→ TASK PROMPT
Reproduce from the records below, with no pictures, exactly the lines between the one containing "Identify each instance of the tree canopy" and the one containing "Identify each instance of the white", inclusive.

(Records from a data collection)
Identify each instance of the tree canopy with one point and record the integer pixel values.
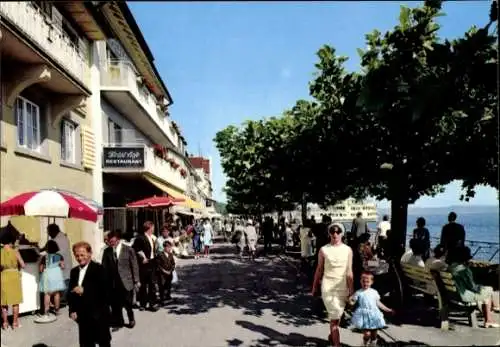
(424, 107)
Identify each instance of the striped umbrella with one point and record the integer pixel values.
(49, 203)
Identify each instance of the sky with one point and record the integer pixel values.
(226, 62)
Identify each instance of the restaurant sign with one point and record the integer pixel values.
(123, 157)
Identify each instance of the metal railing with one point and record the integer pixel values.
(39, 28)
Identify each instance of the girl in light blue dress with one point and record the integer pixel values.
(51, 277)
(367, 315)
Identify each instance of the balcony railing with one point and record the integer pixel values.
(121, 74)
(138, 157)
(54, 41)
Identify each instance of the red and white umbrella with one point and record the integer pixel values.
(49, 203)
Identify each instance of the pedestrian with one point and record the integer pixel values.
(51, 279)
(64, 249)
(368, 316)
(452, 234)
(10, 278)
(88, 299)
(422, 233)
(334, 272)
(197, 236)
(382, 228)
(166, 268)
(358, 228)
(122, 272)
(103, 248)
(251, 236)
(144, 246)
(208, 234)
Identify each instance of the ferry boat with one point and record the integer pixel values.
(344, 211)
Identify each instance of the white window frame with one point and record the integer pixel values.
* * *
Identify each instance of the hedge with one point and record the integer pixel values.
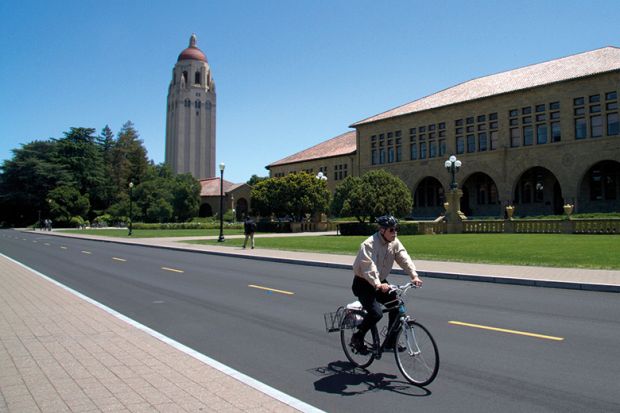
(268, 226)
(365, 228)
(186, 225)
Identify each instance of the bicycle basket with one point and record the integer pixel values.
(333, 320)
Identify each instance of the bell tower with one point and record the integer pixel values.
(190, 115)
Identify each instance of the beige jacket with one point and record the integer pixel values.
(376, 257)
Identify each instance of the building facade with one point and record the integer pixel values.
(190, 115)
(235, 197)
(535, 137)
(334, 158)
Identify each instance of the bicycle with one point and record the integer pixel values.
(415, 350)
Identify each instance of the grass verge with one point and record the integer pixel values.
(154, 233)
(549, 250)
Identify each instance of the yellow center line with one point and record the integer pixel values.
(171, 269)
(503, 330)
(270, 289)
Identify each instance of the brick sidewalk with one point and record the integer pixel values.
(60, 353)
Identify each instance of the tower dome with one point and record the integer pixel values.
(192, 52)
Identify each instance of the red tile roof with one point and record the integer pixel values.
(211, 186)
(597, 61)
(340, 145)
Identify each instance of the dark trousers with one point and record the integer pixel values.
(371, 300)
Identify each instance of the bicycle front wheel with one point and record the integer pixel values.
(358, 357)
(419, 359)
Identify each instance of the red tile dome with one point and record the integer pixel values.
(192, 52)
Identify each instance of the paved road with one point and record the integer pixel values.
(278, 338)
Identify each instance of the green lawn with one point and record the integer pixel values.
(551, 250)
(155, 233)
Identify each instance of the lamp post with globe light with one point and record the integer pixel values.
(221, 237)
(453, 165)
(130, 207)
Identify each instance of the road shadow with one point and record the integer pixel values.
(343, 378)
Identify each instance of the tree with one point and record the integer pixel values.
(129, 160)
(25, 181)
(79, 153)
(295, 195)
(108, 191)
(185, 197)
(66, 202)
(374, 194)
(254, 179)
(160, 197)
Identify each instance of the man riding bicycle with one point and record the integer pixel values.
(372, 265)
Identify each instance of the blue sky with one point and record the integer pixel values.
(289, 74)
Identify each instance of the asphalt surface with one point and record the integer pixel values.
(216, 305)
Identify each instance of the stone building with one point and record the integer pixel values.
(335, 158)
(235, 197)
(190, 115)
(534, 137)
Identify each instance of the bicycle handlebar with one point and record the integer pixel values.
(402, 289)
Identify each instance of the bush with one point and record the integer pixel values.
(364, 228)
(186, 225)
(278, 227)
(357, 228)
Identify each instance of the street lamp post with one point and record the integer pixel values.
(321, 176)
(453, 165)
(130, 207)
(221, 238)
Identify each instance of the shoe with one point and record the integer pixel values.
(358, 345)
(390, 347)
---
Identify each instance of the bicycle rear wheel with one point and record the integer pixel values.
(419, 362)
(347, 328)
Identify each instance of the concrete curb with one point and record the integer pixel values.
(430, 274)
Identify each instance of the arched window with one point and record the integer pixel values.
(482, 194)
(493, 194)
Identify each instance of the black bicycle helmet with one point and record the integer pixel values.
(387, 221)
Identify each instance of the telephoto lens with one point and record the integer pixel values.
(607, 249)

→ EXPECTED OUTPUT
Identify each instance of the tree canopy with one point and record the integer pixel values.
(424, 107)
Identify each instance of the striped umbrella with one point and record the integer pixel values.
(49, 203)
Identify each instance of the sky with one point and record the integer pixel values.
(226, 62)
Identify each instance of the restaurant sign with one point and record the integer pixel values.
(123, 157)
Identify each instance of the metal railing with one point and record the integer pixel values.
(39, 28)
Identify each instance of the girl in light blue dress with one point and record the integer pixel values.
(51, 277)
(367, 315)
Identify each instance of the balcony railing with one point and record the integer pixel values.
(121, 74)
(138, 157)
(54, 41)
Identify each instance of the red and white umbrella with one point and record the integer pixel values.
(49, 203)
Identify each instance of the pedestrian with one point and record the integer pixel values.
(51, 279)
(64, 249)
(368, 316)
(452, 234)
(10, 278)
(88, 299)
(422, 233)
(334, 272)
(197, 236)
(382, 228)
(166, 268)
(358, 228)
(122, 272)
(103, 248)
(251, 236)
(144, 246)
(208, 234)
Identify each instance of the ferry boat with one point and record the integer pixel values.
(344, 211)
Identify each instance of the white window frame with one point and record the integer pixel values.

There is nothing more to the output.